◆ **MATERIALS PROVIDED**:
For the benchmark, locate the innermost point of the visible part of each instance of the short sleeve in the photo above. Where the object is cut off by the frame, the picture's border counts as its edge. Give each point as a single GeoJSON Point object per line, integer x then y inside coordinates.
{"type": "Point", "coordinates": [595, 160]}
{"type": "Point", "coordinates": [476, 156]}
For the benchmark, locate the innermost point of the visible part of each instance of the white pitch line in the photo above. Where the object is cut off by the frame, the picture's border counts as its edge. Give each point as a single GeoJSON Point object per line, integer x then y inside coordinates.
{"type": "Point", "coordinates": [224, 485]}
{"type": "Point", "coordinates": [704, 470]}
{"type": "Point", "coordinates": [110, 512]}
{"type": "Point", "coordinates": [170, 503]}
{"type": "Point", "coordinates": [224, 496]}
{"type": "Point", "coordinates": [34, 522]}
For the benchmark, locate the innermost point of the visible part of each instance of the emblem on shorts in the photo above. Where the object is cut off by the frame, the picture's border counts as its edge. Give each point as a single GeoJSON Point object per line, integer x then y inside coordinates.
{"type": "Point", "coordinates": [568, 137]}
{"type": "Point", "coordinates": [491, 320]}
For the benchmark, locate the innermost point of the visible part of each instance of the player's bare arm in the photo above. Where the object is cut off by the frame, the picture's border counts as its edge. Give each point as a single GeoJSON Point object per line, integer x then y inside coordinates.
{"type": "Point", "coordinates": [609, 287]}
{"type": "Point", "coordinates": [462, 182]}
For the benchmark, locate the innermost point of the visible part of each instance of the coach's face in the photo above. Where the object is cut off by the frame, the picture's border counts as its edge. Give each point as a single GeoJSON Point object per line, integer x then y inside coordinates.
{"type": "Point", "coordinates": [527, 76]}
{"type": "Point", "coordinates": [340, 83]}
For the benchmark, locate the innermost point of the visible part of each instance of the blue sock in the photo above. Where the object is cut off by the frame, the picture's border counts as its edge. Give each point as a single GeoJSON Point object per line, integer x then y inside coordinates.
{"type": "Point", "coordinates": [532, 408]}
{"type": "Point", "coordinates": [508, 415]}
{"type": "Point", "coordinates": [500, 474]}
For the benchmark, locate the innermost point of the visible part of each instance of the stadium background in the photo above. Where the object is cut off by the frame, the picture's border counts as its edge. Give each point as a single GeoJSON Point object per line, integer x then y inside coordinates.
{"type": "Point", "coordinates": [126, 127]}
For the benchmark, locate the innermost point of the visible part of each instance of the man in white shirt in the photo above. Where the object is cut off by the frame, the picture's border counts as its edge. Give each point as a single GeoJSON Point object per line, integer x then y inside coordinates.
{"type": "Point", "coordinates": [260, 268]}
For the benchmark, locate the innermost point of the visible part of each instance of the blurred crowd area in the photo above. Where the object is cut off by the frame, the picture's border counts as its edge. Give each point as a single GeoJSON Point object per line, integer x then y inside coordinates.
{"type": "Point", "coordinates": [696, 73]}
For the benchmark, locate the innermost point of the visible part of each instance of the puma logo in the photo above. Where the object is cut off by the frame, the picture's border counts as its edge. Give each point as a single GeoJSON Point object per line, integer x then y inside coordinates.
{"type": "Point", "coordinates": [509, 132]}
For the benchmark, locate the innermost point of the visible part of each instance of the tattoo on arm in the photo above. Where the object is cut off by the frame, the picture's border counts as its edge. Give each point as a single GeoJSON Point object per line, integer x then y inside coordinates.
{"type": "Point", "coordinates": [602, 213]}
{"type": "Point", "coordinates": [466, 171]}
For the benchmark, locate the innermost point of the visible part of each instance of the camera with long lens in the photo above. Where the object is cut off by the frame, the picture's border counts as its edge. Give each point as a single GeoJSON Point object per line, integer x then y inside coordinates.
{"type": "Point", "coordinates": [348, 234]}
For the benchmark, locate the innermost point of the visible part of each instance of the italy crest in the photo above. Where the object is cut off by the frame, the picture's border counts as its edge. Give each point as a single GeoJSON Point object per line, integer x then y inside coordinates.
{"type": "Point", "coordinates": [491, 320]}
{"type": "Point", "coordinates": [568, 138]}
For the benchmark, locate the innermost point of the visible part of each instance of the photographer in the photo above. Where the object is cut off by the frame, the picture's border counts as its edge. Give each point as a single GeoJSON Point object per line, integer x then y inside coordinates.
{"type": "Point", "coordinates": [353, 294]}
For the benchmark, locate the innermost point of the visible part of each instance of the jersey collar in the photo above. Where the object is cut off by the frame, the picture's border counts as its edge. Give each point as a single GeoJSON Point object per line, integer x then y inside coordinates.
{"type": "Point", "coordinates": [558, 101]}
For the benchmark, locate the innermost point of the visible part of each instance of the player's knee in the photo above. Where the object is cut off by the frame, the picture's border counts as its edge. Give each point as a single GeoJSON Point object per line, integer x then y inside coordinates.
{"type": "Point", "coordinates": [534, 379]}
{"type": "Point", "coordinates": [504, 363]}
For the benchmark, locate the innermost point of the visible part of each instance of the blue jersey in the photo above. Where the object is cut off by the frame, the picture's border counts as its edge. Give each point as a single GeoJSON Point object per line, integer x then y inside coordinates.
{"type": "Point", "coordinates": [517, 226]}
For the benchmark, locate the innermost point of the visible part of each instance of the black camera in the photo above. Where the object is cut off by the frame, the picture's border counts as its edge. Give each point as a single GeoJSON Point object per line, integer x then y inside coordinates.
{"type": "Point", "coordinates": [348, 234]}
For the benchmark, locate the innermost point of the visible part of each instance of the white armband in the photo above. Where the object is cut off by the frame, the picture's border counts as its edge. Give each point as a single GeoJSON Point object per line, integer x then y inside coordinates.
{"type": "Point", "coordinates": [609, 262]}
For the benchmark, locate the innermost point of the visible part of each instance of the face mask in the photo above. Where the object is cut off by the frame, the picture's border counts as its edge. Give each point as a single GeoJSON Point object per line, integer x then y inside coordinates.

◆ **EXERCISE INSTRUCTIONS**:
Write out every line of the records exactly.

◆ **RESPONSE**:
For the benchmark, locate the innermost point of the visible part of each instance of the short sleeve in the photo above. Where the object is cut off by the frame, the picture's border counts as its edge. Give each point as a single GeoJSON Point object per line, integer x then y inside coordinates.
{"type": "Point", "coordinates": [595, 160]}
{"type": "Point", "coordinates": [476, 156]}
For the benchmark, locate the innermost point of the visible part of each instance of the white pitch line in the photo above. Where the object is cut off by the frame, the picture's border counts as its edge. Give each point as a single GeoJSON Point object per line, integer x then y inside coordinates.
{"type": "Point", "coordinates": [224, 485]}
{"type": "Point", "coordinates": [704, 470]}
{"type": "Point", "coordinates": [110, 512]}
{"type": "Point", "coordinates": [170, 503]}
{"type": "Point", "coordinates": [224, 496]}
{"type": "Point", "coordinates": [34, 522]}
For the benchmark, locate the innermost point of the visible part of each instance of the emblem on shorts in the photo above. Where the object is cut off by the frame, the picture's border counts as its edge. Give each point as a single GeoJSON Point object per line, integer x then y inside coordinates.
{"type": "Point", "coordinates": [568, 137]}
{"type": "Point", "coordinates": [491, 320]}
For the benchmark, locate the innermost point of the visible part of each instance of the player's bare arm in the photo above. Where the object is cut off by the frame, the picture's border counts as its edge. Give each point as a single GeoJSON Point object per line, integer x then y inside coordinates.
{"type": "Point", "coordinates": [609, 287]}
{"type": "Point", "coordinates": [462, 182]}
For the benchmark, locate the innermost point of the visible part of each instance of the coach's face in the photo above. Where the object is cut off by the frame, the picture's border counts as its edge. Give each point as a single GeoJSON Point object per line, integer x then y inside coordinates.
{"type": "Point", "coordinates": [527, 76]}
{"type": "Point", "coordinates": [340, 83]}
For the benchmark, locate the innermost point of the visible part of each instance of the blue sock in the photo above. Where the object is cut off by the frame, the picture's border counts as its edge. Give each point as a single GeoJSON Point object per line, integer x then y inside coordinates.
{"type": "Point", "coordinates": [532, 408]}
{"type": "Point", "coordinates": [508, 415]}
{"type": "Point", "coordinates": [500, 474]}
For the benchmark, locate the innermost point of the visible part of each instance of the stadium background in the photo above. Where the object is cut off by the frame, the picture's border counts as its edge. Give each point as a single GeoJSON Point object per line, integer x then y inside coordinates.
{"type": "Point", "coordinates": [126, 127]}
For the benchmark, locate the innermost point of the visible part of each instance of the man in white shirt in the photo above. Where the object is cut off by the frame, the picture's border counts as its edge. Give each point as a single GeoJSON Point object per line, integer x then y inside coordinates.
{"type": "Point", "coordinates": [260, 268]}
For the benchmark, locate the innermost point of the visible part of each instance of the blurred crowd area in the photo above. Where the object is cut off by the frame, the picture's border counts as its edge. Give each point as a single GeoJSON Point object per line, integer x then y inside coordinates.
{"type": "Point", "coordinates": [696, 73]}
For the benchmark, locate the innermost point of the visible part of each instance of the puma logo in the photo above. Where the object is cut off by the frame, the picture's border counts as its edge. Give each point as a single GeoJSON Point object per line, integer x then y inside coordinates.
{"type": "Point", "coordinates": [509, 132]}
For the benchmark, locate the innermost point of the visible part of each instance of the tattoo on arm in the photo above. Where the object is cut off by the frame, the picture's border counts as its edge. Give each point as a single GeoJSON Point object per line, integer x then y inside coordinates.
{"type": "Point", "coordinates": [602, 213]}
{"type": "Point", "coordinates": [466, 171]}
For the benchmark, locate the innermost point of the visible part of each instance of the camera with long lens in the photo above. Where the object is cut off by the frame, the picture's border counts as its edge. Give each point as a single GeoJSON Point object per line, integer x then y inside coordinates.
{"type": "Point", "coordinates": [348, 234]}
For the benchmark, locate the innermost point of the visible part of each instance of the italy crest in the photo above. Where the object is cut off by the frame, the picture's border counts as its edge. Give each point as a single GeoJSON Point object per line, integer x then y inside coordinates.
{"type": "Point", "coordinates": [491, 320]}
{"type": "Point", "coordinates": [568, 138]}
For the benchmark, locate the innermost point of the visible part of each instance of the photographer in the photo above. Where the object is cut off by the frame, the picture's border counts as its edge. Give each point as a single GeoJSON Point object per line, integer x then y inside coordinates.
{"type": "Point", "coordinates": [353, 294]}
For the benchmark, locate the innermost point of the visible part of each instance of the jersey collar in the photo above. Where the object is cut off by the frame, the picture's border counts as its edge. Give each point as a single GeoJSON Point object per line, integer x then y inside coordinates.
{"type": "Point", "coordinates": [558, 101]}
For the benchmark, locate the innermost point of the visible part of each instance of the player's knee in the photo above. Where the object is cut off by the frame, the picture's border counts as its edge. Give each point as a single GeoJSON Point object per line, integer x then y inside coordinates.
{"type": "Point", "coordinates": [534, 379]}
{"type": "Point", "coordinates": [504, 363]}
For the benchmark, locate the innermost point of the visible part of each instance of the blue jersey in the photo above. Where the object is cut off by the frame, the picture's border counts as its edge. Give each point as a single GeoJSON Point object per line, integer x then y inside coordinates.
{"type": "Point", "coordinates": [517, 226]}
For the benchmark, locate the innermost point of the visible part of each instance of the black camera in the photo above. Where the object is cut off by the frame, the picture's border counts as its edge. Give each point as a single GeoJSON Point object per line, integer x then y inside coordinates.
{"type": "Point", "coordinates": [348, 234]}
For the benchmark, locate the innermost point of the visible part of each instance of the white armband in the photo above. Where the object is cut off by the frame, the picture's border counts as its edge. Give each point as a single GeoJSON Point object per line, integer x then y inside coordinates.
{"type": "Point", "coordinates": [609, 262]}
For the benchmark, locate the innermost point of the visible part of each instance of the face mask in the photo above. Where the object is cut off by the frame, the picture's border counts as its edge. Give each point as a single GeoJSON Point object per line, integer x then y inside coordinates.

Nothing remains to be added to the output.